# [What is expected]
Copy the rows from the line containing "Segment every instance of the man's hand" through the line containing "[[[6,36],[8,36],[9,35],[9,33],[8,32],[2,32],[2,35],[6,35]]]", including both of those lines, and leave out any pictures.

# [Extracted data]
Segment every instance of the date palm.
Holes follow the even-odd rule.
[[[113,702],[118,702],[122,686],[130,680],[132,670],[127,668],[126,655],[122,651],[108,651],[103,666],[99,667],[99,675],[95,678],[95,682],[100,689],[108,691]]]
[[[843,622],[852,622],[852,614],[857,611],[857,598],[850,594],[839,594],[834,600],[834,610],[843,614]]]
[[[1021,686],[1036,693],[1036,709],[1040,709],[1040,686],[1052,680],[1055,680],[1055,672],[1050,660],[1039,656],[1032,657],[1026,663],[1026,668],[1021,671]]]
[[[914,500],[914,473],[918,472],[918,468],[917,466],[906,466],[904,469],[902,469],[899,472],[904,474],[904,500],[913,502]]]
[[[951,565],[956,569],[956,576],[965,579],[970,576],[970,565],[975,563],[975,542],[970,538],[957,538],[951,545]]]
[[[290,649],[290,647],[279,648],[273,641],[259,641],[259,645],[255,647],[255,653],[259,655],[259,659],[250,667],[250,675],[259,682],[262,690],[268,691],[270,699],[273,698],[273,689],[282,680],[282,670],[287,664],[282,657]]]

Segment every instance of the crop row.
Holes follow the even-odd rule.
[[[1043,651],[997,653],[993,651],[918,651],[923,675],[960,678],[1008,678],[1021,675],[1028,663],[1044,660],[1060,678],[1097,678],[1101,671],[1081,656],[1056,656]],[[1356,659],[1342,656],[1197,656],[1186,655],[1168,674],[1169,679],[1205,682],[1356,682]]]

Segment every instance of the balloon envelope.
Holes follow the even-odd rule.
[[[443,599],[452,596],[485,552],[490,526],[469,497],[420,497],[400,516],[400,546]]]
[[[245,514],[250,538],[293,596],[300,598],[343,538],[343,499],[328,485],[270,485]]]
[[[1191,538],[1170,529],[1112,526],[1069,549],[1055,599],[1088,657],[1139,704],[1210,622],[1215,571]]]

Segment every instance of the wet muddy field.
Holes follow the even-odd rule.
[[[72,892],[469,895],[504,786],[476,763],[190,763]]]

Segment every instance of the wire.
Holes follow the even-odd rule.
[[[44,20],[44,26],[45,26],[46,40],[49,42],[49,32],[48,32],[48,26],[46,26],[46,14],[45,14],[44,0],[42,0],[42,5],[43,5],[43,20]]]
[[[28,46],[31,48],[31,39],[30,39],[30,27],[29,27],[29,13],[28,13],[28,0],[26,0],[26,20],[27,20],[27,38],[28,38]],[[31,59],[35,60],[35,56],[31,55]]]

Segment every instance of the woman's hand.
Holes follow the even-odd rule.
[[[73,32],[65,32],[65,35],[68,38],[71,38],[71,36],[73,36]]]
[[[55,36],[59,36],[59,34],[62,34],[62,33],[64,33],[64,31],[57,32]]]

...

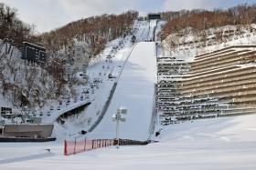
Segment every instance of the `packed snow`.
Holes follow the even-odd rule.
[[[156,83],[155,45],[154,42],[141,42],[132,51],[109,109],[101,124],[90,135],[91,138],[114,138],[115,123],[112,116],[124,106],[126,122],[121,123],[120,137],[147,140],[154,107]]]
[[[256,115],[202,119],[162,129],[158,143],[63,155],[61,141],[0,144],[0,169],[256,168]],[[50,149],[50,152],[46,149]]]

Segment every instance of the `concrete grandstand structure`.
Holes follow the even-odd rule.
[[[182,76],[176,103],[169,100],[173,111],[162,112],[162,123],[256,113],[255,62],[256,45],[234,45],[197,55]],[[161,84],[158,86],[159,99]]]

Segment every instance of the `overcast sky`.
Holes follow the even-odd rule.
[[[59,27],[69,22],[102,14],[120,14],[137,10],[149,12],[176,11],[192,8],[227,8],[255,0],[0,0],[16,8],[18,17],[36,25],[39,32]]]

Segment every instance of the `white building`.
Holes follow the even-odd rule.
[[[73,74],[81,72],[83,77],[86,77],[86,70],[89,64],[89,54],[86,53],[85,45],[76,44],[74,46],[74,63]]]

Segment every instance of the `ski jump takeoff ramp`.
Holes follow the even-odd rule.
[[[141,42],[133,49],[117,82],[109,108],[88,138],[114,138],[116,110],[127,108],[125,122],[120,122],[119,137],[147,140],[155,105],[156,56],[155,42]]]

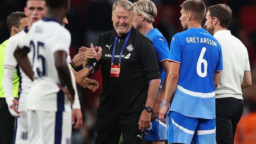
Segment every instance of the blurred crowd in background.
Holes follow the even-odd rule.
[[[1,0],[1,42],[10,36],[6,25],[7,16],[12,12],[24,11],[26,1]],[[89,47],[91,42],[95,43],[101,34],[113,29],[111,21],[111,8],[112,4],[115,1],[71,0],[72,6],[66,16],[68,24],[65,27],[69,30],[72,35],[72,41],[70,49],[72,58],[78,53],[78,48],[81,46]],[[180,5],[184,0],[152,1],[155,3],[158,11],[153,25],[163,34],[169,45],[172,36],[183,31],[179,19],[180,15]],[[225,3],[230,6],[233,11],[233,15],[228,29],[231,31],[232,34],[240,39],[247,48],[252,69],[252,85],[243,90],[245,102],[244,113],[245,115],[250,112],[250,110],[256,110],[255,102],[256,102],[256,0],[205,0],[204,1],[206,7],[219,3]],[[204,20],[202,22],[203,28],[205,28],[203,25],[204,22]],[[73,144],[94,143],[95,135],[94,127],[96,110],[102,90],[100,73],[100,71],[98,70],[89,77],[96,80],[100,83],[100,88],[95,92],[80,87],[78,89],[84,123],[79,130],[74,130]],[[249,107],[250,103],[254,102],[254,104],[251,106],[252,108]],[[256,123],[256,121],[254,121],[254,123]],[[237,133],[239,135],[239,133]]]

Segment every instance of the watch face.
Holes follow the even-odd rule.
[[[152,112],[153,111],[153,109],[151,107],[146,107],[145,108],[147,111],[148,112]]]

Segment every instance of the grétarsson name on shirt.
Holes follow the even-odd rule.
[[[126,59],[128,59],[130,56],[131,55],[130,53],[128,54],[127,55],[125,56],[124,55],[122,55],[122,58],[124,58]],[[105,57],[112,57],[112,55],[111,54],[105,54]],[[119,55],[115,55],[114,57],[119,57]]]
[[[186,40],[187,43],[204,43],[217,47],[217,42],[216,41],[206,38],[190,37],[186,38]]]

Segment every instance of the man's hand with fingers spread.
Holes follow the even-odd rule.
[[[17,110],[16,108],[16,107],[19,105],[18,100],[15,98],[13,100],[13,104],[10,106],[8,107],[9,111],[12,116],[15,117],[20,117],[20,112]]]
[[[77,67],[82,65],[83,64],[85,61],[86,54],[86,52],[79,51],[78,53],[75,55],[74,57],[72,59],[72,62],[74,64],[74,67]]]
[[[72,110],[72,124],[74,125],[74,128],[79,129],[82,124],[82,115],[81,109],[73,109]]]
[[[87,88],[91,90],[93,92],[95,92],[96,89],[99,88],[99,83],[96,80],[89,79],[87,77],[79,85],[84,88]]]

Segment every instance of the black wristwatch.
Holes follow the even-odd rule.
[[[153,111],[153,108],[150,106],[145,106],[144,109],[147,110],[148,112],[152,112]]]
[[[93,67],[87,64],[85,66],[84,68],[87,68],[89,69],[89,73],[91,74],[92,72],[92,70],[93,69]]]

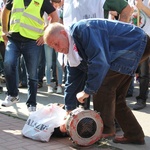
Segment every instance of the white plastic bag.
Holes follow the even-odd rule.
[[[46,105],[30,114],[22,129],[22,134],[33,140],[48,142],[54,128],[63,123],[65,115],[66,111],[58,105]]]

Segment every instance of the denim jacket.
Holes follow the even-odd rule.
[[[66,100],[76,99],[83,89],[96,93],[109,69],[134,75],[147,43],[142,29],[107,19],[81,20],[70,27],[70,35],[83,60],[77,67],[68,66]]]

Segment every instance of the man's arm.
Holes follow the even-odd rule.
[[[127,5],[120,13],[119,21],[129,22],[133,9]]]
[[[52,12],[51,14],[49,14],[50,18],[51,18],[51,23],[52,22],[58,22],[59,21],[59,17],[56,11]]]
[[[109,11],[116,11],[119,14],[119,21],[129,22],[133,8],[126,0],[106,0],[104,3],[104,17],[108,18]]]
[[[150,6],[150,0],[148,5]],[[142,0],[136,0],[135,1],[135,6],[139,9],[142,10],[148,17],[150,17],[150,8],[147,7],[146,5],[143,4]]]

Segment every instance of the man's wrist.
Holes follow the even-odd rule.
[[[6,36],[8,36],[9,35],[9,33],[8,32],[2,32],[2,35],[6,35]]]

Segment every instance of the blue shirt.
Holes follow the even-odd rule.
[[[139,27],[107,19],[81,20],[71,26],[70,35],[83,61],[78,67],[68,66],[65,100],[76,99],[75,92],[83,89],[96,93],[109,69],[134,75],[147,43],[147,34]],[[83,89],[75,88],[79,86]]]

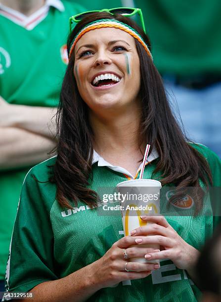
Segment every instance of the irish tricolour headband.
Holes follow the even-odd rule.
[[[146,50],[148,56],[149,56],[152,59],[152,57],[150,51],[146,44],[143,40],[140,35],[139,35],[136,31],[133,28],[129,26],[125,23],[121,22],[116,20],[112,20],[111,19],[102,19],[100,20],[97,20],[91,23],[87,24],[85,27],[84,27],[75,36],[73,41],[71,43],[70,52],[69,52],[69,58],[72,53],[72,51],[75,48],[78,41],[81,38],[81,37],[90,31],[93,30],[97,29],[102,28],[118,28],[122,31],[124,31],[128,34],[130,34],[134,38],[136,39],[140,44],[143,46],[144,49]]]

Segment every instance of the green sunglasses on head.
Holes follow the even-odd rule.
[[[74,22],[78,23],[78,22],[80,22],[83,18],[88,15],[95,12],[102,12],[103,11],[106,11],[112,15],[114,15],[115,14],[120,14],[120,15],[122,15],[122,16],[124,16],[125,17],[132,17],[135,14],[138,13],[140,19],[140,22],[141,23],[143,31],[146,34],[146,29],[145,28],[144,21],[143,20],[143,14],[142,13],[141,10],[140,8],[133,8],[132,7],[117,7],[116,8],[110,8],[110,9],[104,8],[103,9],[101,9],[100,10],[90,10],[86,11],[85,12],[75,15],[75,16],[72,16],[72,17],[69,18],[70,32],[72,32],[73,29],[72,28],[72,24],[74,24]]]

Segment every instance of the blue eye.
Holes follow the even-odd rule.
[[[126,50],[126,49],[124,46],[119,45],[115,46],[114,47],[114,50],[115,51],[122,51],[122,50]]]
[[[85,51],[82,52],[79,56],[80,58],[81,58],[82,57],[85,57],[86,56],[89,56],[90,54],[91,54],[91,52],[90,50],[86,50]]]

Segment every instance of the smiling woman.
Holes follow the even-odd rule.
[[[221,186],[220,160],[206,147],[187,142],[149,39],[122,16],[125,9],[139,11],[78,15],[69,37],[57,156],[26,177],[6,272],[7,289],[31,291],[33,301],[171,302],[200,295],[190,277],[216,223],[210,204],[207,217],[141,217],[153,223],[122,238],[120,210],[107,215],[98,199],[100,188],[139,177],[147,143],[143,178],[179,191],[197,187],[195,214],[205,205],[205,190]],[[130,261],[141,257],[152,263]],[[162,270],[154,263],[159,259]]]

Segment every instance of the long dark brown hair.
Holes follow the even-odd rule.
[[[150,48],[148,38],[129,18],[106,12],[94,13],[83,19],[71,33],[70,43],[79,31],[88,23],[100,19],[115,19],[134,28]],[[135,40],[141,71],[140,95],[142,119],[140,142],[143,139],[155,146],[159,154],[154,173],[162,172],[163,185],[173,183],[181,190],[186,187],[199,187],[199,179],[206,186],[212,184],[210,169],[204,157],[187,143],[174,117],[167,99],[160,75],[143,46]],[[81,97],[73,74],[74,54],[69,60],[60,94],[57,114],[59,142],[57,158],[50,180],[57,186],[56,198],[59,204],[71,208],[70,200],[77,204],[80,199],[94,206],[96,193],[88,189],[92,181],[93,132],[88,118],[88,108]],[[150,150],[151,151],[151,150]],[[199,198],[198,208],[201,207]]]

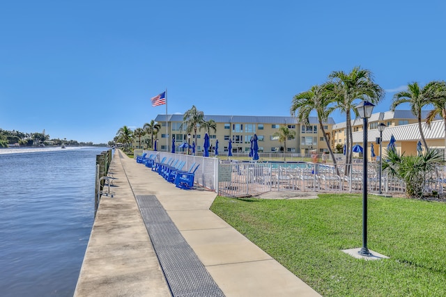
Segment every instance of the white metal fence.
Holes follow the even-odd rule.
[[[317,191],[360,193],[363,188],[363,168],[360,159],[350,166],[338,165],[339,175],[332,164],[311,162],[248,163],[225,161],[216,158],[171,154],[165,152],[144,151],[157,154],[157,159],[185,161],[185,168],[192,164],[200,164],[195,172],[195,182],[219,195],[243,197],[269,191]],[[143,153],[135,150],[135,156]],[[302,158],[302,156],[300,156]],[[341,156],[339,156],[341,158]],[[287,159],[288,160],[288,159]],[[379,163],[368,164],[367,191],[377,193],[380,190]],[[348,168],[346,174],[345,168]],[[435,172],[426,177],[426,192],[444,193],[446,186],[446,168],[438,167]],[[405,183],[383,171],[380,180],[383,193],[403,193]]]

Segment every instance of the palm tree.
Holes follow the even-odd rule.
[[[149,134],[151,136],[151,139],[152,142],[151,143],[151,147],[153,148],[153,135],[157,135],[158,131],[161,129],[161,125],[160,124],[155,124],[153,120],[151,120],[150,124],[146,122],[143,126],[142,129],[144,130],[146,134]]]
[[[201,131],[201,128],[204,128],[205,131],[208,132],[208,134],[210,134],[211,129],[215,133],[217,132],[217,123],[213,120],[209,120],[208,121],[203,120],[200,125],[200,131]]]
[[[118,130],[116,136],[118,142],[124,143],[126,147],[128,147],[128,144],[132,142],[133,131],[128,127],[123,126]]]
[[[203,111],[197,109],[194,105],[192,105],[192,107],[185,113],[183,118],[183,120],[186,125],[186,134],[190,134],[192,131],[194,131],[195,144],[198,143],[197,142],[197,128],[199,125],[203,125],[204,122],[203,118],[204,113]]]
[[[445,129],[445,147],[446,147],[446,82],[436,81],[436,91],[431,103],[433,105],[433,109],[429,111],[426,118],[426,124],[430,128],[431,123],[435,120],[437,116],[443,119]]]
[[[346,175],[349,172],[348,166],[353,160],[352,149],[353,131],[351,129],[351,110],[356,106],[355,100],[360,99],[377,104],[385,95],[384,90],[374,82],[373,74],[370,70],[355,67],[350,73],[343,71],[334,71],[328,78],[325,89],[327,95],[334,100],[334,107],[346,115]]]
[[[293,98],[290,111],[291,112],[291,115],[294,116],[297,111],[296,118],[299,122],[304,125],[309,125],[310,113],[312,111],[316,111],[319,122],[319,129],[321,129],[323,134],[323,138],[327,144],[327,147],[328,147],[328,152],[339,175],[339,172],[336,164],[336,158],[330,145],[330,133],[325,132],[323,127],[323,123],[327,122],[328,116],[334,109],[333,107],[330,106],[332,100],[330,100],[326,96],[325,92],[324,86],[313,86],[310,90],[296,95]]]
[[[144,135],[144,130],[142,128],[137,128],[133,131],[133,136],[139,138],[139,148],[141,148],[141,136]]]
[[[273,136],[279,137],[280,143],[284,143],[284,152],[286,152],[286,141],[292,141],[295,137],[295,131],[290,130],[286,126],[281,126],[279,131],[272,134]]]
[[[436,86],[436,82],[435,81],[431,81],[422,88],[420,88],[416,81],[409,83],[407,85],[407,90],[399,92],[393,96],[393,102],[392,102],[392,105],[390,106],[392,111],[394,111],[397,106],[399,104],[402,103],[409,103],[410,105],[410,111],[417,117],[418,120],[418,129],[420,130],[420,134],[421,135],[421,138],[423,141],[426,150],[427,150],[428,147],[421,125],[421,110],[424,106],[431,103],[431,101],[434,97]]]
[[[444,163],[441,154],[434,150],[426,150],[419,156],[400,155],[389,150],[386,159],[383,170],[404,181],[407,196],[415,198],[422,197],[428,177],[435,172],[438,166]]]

# [The solution]
Segment every instance of the man's hand with fingers spread.
Holes follow the even-odd rule.
[[[17,110],[16,108],[16,107],[19,105],[18,100],[15,98],[13,100],[13,104],[10,106],[8,107],[9,111],[12,116],[15,117],[20,117],[20,112]]]
[[[77,67],[82,65],[83,64],[85,61],[86,54],[86,52],[79,51],[78,53],[75,55],[74,57],[72,59],[72,62],[74,64],[74,67]]]
[[[72,110],[72,124],[74,125],[74,128],[79,129],[82,124],[82,115],[81,109],[73,109]]]
[[[87,88],[91,90],[93,92],[95,92],[96,89],[99,88],[99,83],[96,80],[89,79],[87,77],[79,85],[84,88]]]

Segment every instance of the black wristwatch.
Holes follow the even-odd rule.
[[[153,111],[153,108],[150,106],[145,106],[144,109],[147,110],[148,112],[152,112]]]
[[[93,67],[87,64],[85,66],[84,68],[87,68],[89,69],[89,73],[91,74],[92,72],[92,70],[93,69]]]

Segment every instance of the white plastic bag.
Holes follow the even-odd rule.
[[[46,105],[30,114],[22,129],[22,134],[33,140],[48,142],[54,128],[63,123],[65,115],[66,111],[58,105]]]

Segment every instance of the denim jacket.
Holes follow the even-odd rule.
[[[66,100],[76,99],[83,89],[96,93],[109,69],[134,75],[147,43],[142,29],[107,19],[81,20],[70,27],[70,35],[83,60],[77,67],[68,66]]]

Segment every instance of the man's arm.
Holes follow the even-odd rule.
[[[127,5],[120,13],[119,21],[129,22],[133,9]]]
[[[52,12],[51,14],[49,14],[50,18],[51,18],[51,23],[52,22],[58,22],[59,21],[59,17],[56,11]]]
[[[109,11],[116,11],[119,14],[119,21],[129,22],[133,8],[126,0],[106,0],[104,3],[104,17],[108,18]]]
[[[150,6],[150,0],[148,5]],[[142,0],[136,0],[135,1],[135,6],[139,9],[142,10],[148,17],[150,17],[150,8],[147,7],[146,5],[143,4]]]

Segment every instance of the man's wrist.
Holes follow the even-odd rule.
[[[6,36],[8,36],[9,35],[9,33],[8,32],[2,32],[2,35],[6,35]]]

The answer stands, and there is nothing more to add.